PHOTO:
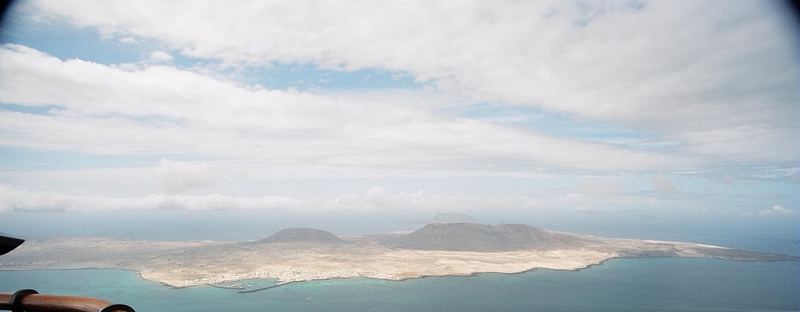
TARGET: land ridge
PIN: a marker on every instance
(317, 255)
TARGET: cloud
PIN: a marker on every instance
(177, 177)
(165, 110)
(372, 200)
(160, 57)
(663, 185)
(678, 69)
(777, 211)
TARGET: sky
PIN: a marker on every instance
(209, 120)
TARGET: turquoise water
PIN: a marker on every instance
(659, 284)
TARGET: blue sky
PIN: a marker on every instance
(599, 113)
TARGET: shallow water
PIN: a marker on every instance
(659, 284)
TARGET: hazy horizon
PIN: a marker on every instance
(632, 119)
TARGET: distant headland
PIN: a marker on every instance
(302, 254)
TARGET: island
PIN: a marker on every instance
(302, 254)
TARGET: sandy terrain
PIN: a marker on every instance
(183, 264)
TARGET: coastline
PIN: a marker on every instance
(279, 283)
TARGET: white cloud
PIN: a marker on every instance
(164, 110)
(663, 185)
(128, 40)
(681, 69)
(777, 211)
(178, 177)
(160, 56)
(372, 200)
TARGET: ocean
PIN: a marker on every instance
(652, 284)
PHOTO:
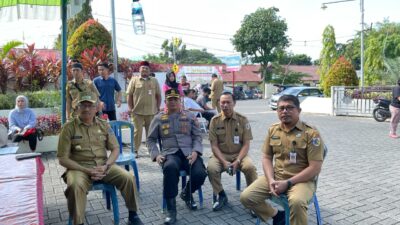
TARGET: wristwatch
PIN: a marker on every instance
(290, 184)
(108, 166)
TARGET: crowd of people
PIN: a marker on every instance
(174, 141)
(292, 154)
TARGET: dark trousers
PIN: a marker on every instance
(171, 167)
(32, 138)
(111, 115)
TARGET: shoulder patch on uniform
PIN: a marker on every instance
(316, 141)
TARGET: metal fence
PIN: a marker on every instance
(352, 101)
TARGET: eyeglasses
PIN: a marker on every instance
(288, 108)
(87, 106)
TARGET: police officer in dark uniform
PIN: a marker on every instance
(180, 140)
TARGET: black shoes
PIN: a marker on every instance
(188, 198)
(171, 211)
(279, 218)
(253, 214)
(222, 200)
(134, 219)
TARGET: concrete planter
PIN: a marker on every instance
(48, 144)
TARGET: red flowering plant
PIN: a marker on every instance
(49, 124)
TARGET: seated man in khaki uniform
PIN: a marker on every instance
(298, 152)
(82, 151)
(230, 135)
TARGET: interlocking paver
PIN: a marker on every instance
(358, 183)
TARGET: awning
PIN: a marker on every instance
(13, 10)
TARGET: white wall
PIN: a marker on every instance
(317, 105)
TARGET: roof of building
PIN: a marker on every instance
(310, 70)
(247, 73)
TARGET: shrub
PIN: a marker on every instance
(49, 124)
(342, 73)
(88, 35)
(38, 99)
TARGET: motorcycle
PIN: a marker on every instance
(381, 111)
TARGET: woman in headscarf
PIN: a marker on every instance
(22, 122)
(170, 83)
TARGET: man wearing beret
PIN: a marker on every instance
(82, 151)
(179, 136)
(75, 87)
(144, 101)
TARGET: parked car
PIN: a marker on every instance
(238, 92)
(300, 92)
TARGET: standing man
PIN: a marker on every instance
(298, 152)
(75, 87)
(144, 101)
(180, 140)
(106, 85)
(217, 87)
(82, 151)
(230, 135)
(395, 111)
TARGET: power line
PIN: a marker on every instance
(172, 27)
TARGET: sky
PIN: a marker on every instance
(211, 24)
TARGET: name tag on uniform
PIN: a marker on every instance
(292, 157)
(236, 140)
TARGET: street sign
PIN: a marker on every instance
(232, 62)
(175, 68)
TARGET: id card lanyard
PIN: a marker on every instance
(293, 154)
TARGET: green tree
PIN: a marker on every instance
(342, 73)
(328, 53)
(90, 34)
(195, 56)
(84, 15)
(261, 35)
(4, 68)
(294, 59)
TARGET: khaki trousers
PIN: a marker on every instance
(299, 196)
(215, 168)
(79, 184)
(138, 122)
(215, 104)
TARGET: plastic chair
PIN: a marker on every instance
(237, 185)
(110, 193)
(203, 123)
(183, 176)
(126, 159)
(284, 202)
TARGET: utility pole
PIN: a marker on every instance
(114, 41)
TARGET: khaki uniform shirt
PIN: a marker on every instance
(144, 93)
(86, 144)
(73, 90)
(303, 139)
(178, 131)
(217, 87)
(223, 130)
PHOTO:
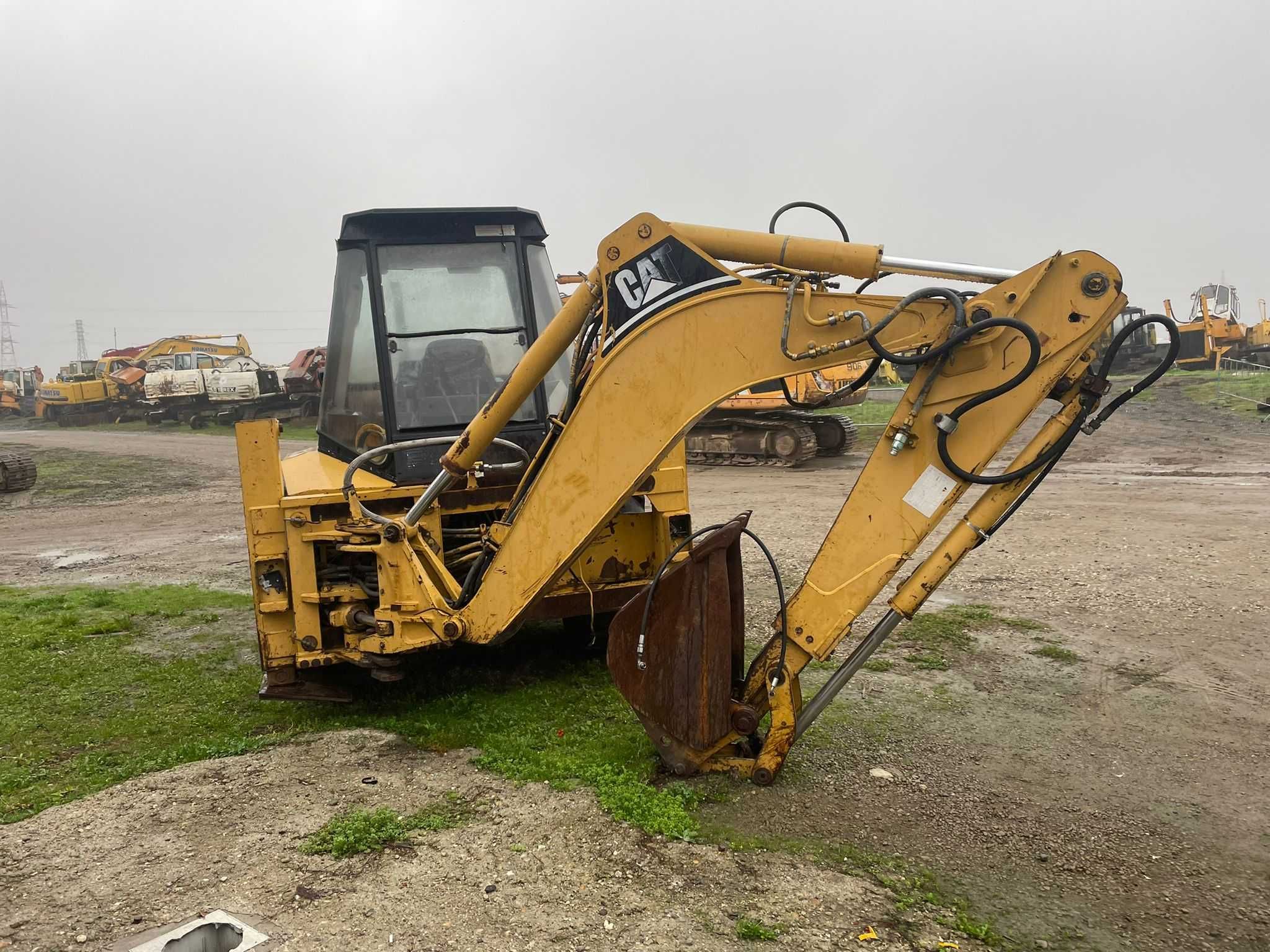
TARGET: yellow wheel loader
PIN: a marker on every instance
(486, 461)
(18, 390)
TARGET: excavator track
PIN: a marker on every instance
(17, 471)
(751, 441)
(784, 438)
(836, 434)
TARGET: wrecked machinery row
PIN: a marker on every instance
(192, 380)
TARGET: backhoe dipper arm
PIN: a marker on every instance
(683, 333)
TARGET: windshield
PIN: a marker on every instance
(456, 329)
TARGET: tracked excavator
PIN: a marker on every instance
(486, 460)
(17, 471)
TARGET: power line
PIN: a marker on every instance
(81, 346)
(8, 356)
(173, 310)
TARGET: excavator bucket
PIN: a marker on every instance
(682, 678)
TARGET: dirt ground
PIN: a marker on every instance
(225, 834)
(1119, 801)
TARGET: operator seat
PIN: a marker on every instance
(456, 379)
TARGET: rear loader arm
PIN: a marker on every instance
(711, 332)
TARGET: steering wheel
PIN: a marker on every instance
(370, 436)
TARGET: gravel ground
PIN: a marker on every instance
(534, 868)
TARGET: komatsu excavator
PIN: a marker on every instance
(484, 460)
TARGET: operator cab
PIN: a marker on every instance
(432, 310)
(1222, 302)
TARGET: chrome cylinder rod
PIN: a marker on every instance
(438, 485)
(945, 270)
(838, 679)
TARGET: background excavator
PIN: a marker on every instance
(775, 423)
(117, 385)
(488, 457)
(1213, 330)
(19, 387)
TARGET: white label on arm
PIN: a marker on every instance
(929, 491)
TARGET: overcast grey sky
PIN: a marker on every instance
(183, 167)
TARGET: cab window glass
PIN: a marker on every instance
(351, 394)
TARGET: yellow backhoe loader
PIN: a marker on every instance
(484, 461)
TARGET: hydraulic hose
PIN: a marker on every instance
(1175, 343)
(835, 219)
(1080, 423)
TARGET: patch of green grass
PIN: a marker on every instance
(928, 662)
(1240, 394)
(371, 831)
(870, 412)
(1054, 653)
(308, 433)
(934, 639)
(66, 477)
(756, 931)
(911, 884)
(79, 712)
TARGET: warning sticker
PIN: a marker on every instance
(929, 491)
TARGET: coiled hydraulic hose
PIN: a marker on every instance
(835, 219)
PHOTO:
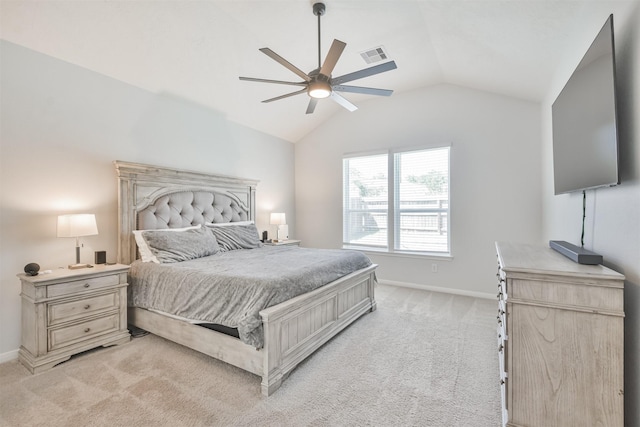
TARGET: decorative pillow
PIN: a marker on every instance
(145, 253)
(228, 224)
(175, 247)
(232, 236)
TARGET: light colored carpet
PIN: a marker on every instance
(421, 359)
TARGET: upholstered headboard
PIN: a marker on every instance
(154, 197)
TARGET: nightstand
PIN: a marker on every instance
(67, 312)
(284, 242)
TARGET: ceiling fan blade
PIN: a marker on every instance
(253, 79)
(312, 105)
(365, 90)
(332, 57)
(387, 66)
(286, 96)
(271, 54)
(343, 101)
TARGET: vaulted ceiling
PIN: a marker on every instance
(196, 50)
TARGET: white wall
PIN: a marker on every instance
(613, 214)
(495, 177)
(61, 128)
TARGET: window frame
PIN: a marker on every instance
(393, 208)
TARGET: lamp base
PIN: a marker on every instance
(78, 266)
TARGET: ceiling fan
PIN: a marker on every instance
(318, 83)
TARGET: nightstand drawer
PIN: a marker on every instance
(93, 283)
(71, 334)
(67, 311)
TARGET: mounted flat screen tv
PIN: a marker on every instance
(585, 137)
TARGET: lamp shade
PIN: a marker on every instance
(278, 219)
(76, 225)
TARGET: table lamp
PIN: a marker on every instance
(280, 220)
(77, 225)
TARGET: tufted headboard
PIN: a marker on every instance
(154, 197)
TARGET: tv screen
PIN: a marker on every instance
(585, 138)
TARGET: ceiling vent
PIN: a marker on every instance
(376, 54)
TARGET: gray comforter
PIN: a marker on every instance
(230, 288)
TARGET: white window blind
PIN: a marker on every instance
(416, 183)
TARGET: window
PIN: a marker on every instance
(398, 201)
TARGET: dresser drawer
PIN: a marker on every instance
(63, 312)
(79, 332)
(72, 287)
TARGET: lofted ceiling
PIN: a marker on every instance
(196, 50)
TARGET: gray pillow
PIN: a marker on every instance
(169, 246)
(231, 237)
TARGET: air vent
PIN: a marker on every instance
(376, 54)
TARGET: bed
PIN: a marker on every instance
(290, 331)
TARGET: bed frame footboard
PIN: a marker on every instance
(294, 329)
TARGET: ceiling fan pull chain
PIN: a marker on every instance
(318, 10)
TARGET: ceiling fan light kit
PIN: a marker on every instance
(318, 83)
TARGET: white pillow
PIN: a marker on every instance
(227, 224)
(145, 252)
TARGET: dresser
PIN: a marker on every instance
(560, 340)
(67, 312)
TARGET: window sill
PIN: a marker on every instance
(416, 255)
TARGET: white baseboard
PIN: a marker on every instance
(462, 292)
(8, 356)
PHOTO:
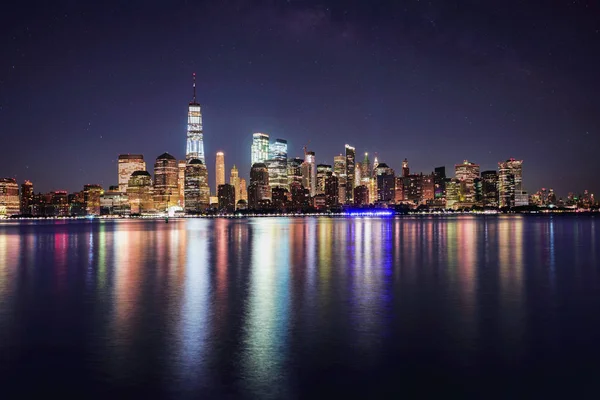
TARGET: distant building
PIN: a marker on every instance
(91, 197)
(309, 173)
(350, 173)
(127, 165)
(9, 197)
(197, 191)
(259, 191)
(195, 135)
(26, 198)
(489, 188)
(339, 170)
(300, 197)
(405, 168)
(294, 171)
(140, 192)
(220, 169)
(114, 202)
(226, 194)
(277, 164)
(181, 164)
(439, 181)
(386, 184)
(279, 198)
(324, 171)
(260, 148)
(332, 191)
(467, 172)
(361, 195)
(510, 181)
(166, 171)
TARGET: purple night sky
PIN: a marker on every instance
(434, 81)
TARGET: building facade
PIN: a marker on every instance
(195, 135)
(127, 165)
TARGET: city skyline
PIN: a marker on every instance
(445, 93)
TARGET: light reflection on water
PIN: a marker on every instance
(278, 307)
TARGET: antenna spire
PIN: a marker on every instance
(194, 86)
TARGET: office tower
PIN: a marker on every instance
(127, 165)
(277, 164)
(439, 182)
(195, 135)
(361, 195)
(489, 188)
(260, 148)
(385, 183)
(510, 181)
(243, 190)
(332, 190)
(279, 198)
(413, 188)
(140, 192)
(114, 202)
(300, 197)
(234, 180)
(91, 198)
(181, 164)
(453, 188)
(197, 191)
(26, 198)
(309, 172)
(226, 195)
(405, 168)
(294, 171)
(220, 169)
(365, 168)
(399, 190)
(166, 171)
(259, 191)
(350, 173)
(467, 172)
(323, 172)
(428, 185)
(9, 197)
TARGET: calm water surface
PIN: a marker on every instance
(301, 308)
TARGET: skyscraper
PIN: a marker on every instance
(127, 165)
(259, 191)
(405, 168)
(489, 188)
(139, 192)
(197, 191)
(467, 172)
(260, 148)
(323, 172)
(510, 182)
(220, 169)
(91, 198)
(166, 171)
(9, 197)
(26, 197)
(195, 135)
(309, 173)
(350, 173)
(339, 170)
(277, 164)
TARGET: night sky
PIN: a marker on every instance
(434, 81)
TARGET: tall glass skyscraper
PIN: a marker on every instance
(277, 164)
(260, 148)
(195, 143)
(350, 173)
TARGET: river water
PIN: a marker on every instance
(494, 306)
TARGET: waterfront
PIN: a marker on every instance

§

- AIM:
Lay out the records from the line containing "TARGET: white label on arm" down to the line containing "(1080, 423)" as a two-column CSV with the columns input and output, one row per record. Put each record's text in input and its answer in output, each as a single quoted field with line breaks replaced by spaces.

- ANSWER IN FULL:
input,output
"TARGET: white label on arm PIN: a marker on every instance","(929, 491)"
"TARGET: overcast grey sky PIN: a marker on every instance","(183, 167)"
"TARGET: cab window glass PIN: a marker on every instance","(351, 394)"
"TARGET: yellow backhoe loader PIN: a marker on every instance","(484, 461)"
"TARGET: hydraulic hose PIN: a marker on every instance","(1175, 343) (835, 219) (1080, 423)"